▶ [Required work]:
1 - In the forum thread about meeting partners who have IBS, list every poster who states their current age, along with that age.
2 - According to the forum thread about meeting partners who have IBS, how long had claire_louise been with the partner she recently broke up with?
3 - Revise the forum thread's passage from "I'm a 24 yr" to "a chronic illness.", replacing "support system" with "team".

▶ [Document segment]:
# A Way to Meet Women Who Have the Same Problems as Me



## Stilicho

Hi all,I am wondering if there is some sort of online dating service that specializes in helping people with chronic illnesses, such as IBS, meet up. What I have learned is that healthy people simply cannot understand how it is to live with a chronic illness; they may sympathize, but they cannot truly understand.No healthy woman could possibly want to put up with the kind of life I have to live; the limitations it has placed on me, the restrictions I must follow. I am not judging them. If I were in their position, I wouldn't want to put up with it either.But I would like to still meet someone, and perhaps some day have a family. I am unable to socialize in the traditional sense. The usual modes of meeting a partner are closed to me. Does anyone know of a way to meet up with single woman who have IBS and similar problems?Thank you.


----------



## Kelthink

I'm sure there was one IBS dating website, I forget the name, but the prices were pretty ludicrous considering the pool of choice you had. I'm just wondering if it'd be worth being very blatant in a personals ad or something (whilst highlighting postives about your character, obviously).


----------



## SneakerPimp

I'm just blatant with my replies. And I end up getting a few replies from people who have it too.


----------



## RedSoxGirl

Make a forum on this site for young single people with IBS. Maybe that might work so you can find someone single and your age. I have the same problem and I'm 24 its a hard thing to live with. Never had a problem before but now lots of people just don't understand. Only difference I'm looking for single men!


----------



## MrBumwe

i agree makes things really difficult,,, on top of not wanting to grab a drink or meal at a restaurant etc, for obviuos reasons, being in a constant @#$% mood doesn't help, makes it hard to


----------



## KarlT

As you can see I'm another newbie. I dont like to admit it but, it is having an effect on me meeting people and I'm 23 and single. I Tend to stick to the places I know and feel comfortable going. But if I met someone who would understand it would make things a whole lot easier. So thank you "redsoxgirl"







it's nice to know it's not just guys out there in the same situation.


----------



## claire_louise

I know exactly how you all feel. I recently broke up with my partner of seven years because he just couldn't cope with my illness. I don't blame him, but we'd been together since we were 16 and it's incredibly difficult to lose someone you love due to circumstances beyond your control. I can't see how anyone would able to put up with me unless they had similar problems themselves!


----------



## mumble

Sorry to hear that Claire.I also just had a break up... and I know it's partly because of my IBS and problems associated with it. More than anything it's frustrating.


----------



## ThewallsRclosingIn

RedSoxGirl said:


> Make a forum on this site for young single people with IBS. Maybe that might work so you can find someone single and your age. I have the same problem and I'm 24 its a hard thing to live with. Never had a problem before but now lots of people just don't understand. Only difference I'm looking for single men!


I'm a 24 yr old single guy, I have thought about whether or not I would prefer to meet someone with Ibs also. It would just be nice not to have to explain myself or my situation. Im sure two people with IBS would be a better support system, both would understand each other.


----------



## degrassi

I totally agree. I'm 26 and would love to find a guy that understands. Its hard having to explain something to someone who has no clue about having a chronic illness.

▶ [Material provided]:
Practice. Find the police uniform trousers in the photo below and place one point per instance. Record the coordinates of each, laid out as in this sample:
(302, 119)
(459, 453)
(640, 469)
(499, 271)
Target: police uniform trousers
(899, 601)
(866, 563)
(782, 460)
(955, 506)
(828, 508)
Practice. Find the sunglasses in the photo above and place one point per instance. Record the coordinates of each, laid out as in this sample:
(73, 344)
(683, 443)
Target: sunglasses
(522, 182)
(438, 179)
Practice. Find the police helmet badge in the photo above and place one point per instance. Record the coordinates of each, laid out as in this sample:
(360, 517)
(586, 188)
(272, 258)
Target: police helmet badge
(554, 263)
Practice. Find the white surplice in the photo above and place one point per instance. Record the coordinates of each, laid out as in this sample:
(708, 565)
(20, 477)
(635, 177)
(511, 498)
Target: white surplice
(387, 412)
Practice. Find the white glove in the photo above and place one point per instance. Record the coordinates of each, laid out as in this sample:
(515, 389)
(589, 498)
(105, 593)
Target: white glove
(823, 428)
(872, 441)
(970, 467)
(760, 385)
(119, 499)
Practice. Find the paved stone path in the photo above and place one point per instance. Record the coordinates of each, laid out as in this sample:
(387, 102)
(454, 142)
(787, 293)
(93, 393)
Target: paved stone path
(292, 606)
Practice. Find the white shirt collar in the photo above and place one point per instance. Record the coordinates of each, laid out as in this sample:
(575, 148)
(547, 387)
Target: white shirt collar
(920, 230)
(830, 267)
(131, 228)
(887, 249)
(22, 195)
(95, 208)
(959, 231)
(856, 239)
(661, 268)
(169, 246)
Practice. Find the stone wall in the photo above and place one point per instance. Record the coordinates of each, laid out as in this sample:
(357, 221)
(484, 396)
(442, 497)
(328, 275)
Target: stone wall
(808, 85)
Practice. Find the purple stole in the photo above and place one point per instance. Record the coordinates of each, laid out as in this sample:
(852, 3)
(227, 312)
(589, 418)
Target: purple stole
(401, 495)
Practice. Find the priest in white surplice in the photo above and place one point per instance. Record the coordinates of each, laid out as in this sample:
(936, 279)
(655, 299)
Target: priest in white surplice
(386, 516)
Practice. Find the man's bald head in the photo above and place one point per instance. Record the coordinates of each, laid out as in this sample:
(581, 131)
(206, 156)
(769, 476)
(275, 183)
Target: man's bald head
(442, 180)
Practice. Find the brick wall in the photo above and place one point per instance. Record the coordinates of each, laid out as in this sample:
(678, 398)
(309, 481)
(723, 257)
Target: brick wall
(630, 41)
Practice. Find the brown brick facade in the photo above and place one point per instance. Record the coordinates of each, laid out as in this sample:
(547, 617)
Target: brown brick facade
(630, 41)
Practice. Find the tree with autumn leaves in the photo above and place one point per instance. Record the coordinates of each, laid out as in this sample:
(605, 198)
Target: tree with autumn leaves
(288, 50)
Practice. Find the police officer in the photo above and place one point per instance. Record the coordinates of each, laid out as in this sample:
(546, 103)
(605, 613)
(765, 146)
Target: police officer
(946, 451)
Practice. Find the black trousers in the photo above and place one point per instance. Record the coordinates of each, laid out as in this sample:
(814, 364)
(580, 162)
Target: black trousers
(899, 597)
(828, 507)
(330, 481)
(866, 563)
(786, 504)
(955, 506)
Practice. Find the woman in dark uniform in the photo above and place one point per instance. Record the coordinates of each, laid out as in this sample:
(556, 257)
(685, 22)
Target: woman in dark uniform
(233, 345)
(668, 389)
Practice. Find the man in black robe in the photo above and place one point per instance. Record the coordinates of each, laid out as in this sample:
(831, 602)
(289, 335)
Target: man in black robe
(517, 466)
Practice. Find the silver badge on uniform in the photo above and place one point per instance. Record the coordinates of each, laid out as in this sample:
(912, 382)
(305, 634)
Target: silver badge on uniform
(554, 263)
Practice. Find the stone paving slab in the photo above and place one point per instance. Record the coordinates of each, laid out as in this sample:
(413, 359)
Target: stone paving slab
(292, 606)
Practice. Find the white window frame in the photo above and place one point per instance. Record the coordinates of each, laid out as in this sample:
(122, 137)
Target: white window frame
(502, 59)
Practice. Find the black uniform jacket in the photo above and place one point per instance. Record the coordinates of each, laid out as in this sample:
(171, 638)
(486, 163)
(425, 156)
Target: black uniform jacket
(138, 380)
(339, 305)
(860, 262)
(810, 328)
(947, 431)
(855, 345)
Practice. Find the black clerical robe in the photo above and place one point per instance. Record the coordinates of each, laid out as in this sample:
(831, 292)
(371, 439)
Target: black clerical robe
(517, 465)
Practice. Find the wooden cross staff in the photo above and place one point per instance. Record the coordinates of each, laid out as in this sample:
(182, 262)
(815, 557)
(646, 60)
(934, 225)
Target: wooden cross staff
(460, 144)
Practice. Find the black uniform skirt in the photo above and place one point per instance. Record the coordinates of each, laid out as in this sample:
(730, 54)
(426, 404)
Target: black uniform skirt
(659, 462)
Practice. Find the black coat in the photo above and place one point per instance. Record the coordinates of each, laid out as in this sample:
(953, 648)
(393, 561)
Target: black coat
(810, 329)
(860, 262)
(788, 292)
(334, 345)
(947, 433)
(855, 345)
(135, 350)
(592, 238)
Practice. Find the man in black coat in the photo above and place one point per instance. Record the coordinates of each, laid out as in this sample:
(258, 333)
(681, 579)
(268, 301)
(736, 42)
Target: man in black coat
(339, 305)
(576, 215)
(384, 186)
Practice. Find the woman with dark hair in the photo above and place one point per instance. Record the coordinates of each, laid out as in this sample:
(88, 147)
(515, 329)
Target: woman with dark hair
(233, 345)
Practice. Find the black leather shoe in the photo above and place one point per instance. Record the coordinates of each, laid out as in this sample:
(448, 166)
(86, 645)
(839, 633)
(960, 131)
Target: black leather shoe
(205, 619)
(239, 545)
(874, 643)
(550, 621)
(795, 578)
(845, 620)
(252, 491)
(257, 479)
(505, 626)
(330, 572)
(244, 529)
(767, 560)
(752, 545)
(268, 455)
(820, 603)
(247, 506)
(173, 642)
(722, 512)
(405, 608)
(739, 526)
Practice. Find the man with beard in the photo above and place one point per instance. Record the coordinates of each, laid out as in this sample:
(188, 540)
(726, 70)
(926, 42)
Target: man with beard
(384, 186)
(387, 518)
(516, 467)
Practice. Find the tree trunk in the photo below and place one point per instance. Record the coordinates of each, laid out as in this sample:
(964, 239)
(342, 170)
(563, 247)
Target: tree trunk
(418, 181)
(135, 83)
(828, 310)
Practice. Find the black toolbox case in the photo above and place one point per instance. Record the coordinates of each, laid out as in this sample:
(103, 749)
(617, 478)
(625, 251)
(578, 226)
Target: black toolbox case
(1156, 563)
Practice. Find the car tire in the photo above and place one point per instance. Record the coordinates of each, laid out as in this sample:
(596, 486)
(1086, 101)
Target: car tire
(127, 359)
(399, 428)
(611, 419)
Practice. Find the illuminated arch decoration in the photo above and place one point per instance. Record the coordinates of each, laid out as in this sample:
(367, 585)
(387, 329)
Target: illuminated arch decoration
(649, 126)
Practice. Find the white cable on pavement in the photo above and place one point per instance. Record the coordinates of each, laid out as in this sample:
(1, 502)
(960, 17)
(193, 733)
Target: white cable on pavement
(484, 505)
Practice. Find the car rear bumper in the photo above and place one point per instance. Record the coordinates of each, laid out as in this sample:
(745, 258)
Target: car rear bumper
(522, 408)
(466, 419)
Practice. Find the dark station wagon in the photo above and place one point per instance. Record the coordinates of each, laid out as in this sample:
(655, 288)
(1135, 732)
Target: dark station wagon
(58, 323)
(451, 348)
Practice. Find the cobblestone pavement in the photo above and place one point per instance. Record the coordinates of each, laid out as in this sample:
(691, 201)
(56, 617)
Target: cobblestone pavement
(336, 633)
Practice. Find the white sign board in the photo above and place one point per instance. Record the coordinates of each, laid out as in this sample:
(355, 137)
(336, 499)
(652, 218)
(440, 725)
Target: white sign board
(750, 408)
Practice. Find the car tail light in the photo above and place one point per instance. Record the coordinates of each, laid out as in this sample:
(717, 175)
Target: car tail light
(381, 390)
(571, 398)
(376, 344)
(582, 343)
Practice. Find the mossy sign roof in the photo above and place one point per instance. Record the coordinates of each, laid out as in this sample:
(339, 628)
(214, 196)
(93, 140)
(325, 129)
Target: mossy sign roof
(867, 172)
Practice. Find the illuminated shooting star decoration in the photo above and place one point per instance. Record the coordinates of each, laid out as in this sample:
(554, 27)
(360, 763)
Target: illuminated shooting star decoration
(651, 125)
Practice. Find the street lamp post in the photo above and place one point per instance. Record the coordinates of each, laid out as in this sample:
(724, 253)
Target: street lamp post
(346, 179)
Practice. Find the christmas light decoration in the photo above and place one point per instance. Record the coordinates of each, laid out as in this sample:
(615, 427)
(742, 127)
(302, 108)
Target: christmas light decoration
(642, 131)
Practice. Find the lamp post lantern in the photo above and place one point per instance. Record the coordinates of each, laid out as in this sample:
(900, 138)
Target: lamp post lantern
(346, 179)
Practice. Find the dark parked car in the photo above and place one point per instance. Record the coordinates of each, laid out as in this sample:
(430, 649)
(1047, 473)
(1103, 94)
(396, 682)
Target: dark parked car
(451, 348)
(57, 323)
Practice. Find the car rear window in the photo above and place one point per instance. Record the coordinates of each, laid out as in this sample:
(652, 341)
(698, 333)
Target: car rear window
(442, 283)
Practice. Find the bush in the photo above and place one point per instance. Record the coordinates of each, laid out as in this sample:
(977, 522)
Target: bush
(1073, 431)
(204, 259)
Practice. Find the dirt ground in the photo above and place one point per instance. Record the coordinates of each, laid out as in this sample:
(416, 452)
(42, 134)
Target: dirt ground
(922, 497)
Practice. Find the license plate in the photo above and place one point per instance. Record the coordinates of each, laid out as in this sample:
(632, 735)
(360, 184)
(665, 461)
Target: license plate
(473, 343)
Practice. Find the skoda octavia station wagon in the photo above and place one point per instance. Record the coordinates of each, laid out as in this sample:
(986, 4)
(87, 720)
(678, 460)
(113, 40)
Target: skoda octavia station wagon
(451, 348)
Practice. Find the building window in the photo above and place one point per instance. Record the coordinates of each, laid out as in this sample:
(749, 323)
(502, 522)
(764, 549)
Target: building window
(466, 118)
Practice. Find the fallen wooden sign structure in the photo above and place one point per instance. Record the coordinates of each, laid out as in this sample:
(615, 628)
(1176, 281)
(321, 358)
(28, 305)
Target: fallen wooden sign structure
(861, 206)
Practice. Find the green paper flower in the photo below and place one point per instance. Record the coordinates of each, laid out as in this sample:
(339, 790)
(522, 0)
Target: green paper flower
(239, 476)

▶ [Exercise solutions]:
1 -
RedSoxGirl: 24
KarlT: 23
ThewallsRclosingIn: 24
degrassi: 26

2 - Seven years.

3 -
I'm a 24 yr old single guy, I have thought about whether or not I would prefer to meet someone with Ibs also. It would just be nice not to have to explain myself or my situation. Im sure two people with IBS would be a better team, both would understand each other.


----------



## degrassi

I totally agree. I'm 26 and would love to find a guy that understands. Its hard having to explain something to someone who has no clue about having a chronic illness.